**EXTRACTED MATERIAL:**

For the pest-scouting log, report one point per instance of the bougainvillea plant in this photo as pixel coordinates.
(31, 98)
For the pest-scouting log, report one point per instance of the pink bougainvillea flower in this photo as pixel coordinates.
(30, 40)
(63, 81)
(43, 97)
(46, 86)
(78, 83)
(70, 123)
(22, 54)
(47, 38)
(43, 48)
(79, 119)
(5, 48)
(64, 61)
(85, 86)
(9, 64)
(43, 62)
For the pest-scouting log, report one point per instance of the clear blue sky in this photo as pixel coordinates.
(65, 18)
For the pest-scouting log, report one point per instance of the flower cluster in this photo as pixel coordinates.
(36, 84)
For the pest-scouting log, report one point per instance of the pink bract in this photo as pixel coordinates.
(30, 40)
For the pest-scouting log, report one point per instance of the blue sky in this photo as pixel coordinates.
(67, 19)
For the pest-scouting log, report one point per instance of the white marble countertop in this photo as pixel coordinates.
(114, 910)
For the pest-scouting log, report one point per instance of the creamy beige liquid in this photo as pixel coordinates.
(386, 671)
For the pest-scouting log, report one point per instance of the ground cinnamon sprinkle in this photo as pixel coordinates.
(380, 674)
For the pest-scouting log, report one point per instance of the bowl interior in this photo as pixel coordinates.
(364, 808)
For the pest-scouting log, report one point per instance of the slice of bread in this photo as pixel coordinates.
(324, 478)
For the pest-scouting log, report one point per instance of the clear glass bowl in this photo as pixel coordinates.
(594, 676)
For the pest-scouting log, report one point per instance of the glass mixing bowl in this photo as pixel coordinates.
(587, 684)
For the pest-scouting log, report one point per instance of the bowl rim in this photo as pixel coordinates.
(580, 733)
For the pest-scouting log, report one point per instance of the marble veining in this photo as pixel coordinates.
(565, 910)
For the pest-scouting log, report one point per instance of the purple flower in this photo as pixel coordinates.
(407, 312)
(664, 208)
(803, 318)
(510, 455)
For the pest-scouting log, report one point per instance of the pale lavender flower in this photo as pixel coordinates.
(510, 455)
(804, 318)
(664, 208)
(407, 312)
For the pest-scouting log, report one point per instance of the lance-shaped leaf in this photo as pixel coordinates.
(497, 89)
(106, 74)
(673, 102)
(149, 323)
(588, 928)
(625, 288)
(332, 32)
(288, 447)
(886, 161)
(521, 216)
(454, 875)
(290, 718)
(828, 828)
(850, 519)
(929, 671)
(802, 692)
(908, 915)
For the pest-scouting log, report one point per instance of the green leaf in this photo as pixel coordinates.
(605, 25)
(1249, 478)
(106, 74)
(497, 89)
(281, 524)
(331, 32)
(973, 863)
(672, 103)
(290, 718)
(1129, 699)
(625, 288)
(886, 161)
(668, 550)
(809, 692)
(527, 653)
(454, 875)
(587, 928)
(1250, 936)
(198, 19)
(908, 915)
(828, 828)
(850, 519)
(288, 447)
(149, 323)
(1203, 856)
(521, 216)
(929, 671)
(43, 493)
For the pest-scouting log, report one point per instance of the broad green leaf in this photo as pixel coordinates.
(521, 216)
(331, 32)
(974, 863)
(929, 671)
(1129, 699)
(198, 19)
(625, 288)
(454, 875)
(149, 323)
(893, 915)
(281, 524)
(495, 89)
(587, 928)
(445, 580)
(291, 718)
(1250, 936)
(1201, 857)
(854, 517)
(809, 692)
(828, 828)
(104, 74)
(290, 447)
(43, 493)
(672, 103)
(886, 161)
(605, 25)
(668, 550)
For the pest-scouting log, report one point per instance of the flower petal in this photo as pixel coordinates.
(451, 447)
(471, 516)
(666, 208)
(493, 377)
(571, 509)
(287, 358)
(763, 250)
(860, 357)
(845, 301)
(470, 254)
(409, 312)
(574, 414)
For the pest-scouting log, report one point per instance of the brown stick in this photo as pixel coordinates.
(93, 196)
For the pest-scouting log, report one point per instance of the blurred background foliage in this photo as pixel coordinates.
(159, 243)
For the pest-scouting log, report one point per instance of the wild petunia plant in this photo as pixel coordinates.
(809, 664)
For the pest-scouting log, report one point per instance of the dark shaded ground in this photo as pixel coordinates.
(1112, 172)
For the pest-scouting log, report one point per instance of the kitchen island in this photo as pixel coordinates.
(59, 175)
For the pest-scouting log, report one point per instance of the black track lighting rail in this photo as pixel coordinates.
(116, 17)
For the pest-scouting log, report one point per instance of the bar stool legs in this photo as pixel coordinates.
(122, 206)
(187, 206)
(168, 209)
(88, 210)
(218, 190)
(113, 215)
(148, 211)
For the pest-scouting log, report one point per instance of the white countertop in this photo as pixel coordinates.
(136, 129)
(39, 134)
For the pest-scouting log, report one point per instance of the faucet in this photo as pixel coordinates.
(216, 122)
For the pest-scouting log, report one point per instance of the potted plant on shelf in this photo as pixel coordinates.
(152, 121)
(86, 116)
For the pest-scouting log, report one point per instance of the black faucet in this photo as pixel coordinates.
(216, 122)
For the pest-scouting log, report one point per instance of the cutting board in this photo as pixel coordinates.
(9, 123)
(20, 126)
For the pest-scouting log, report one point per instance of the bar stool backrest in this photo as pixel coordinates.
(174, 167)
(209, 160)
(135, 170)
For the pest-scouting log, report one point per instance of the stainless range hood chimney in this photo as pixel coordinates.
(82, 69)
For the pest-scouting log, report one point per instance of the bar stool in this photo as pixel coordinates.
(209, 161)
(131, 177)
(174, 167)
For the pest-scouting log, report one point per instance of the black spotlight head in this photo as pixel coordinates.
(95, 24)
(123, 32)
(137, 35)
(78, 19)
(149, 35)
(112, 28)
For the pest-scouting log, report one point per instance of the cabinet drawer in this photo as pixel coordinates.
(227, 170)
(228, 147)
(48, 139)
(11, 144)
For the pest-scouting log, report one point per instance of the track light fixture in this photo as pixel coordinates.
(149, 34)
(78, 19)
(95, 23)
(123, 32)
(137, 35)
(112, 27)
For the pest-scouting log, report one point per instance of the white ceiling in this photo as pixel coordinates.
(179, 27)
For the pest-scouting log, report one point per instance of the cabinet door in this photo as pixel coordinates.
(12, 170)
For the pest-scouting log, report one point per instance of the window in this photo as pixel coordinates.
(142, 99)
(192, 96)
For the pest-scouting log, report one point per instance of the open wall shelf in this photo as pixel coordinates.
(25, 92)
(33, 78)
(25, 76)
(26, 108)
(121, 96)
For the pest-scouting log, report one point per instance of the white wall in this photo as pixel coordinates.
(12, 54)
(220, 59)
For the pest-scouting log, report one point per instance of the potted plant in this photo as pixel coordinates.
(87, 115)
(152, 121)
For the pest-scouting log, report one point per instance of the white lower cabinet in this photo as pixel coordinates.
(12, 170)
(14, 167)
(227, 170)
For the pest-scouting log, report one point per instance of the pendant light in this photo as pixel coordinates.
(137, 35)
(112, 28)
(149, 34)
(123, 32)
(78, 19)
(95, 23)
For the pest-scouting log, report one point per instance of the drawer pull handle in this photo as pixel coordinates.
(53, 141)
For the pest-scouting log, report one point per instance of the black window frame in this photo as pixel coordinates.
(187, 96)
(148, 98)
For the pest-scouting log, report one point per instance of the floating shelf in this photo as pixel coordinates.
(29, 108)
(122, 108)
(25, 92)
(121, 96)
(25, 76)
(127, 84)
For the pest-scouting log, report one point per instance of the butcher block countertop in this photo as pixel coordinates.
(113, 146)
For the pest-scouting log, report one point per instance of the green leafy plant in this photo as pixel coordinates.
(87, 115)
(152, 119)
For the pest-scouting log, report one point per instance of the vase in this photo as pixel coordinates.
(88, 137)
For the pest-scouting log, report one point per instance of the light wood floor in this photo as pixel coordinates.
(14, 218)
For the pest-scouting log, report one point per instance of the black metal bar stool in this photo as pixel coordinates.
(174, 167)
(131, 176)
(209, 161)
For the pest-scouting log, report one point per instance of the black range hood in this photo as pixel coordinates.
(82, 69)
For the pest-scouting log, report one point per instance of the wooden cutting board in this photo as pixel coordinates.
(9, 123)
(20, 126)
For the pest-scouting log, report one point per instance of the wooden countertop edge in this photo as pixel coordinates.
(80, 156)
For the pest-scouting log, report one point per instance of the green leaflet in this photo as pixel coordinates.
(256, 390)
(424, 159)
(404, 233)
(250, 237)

**WHAT THE EXERCISE ASKS:**
Copy out, word for word, the stretch of items from the line containing "vase in this photo as pixel coordinates." through the end of the items.

**COMPLETE ANSWER:**
For the pest-scouting log, report one point per instance of the vase in this photo as pixel coordinates.
(88, 137)
For the pest-scouting log, report one point per instance of the light wood floor in this photo as pixel coordinates.
(14, 218)
For the pest-scouting log, report one point per instance of the black metal bar stool in this photo as pixel coordinates.
(174, 167)
(131, 176)
(209, 161)
For the pest-scouting log, report one point per instance of the black range hood in this photo as pixel coordinates.
(82, 69)
For the pest-scouting log, report one point per instance of the wooden cutting board in this photo as pixel coordinates.
(9, 123)
(20, 126)
For the pest-scouting log, report one point per instance of the wooden countertop edge in this photo as pixel coordinates.
(80, 156)
For the pest-scouting log, report one point per instance of the green leaflet in this photo as pixel coordinates.
(256, 390)
(424, 159)
(404, 233)
(250, 237)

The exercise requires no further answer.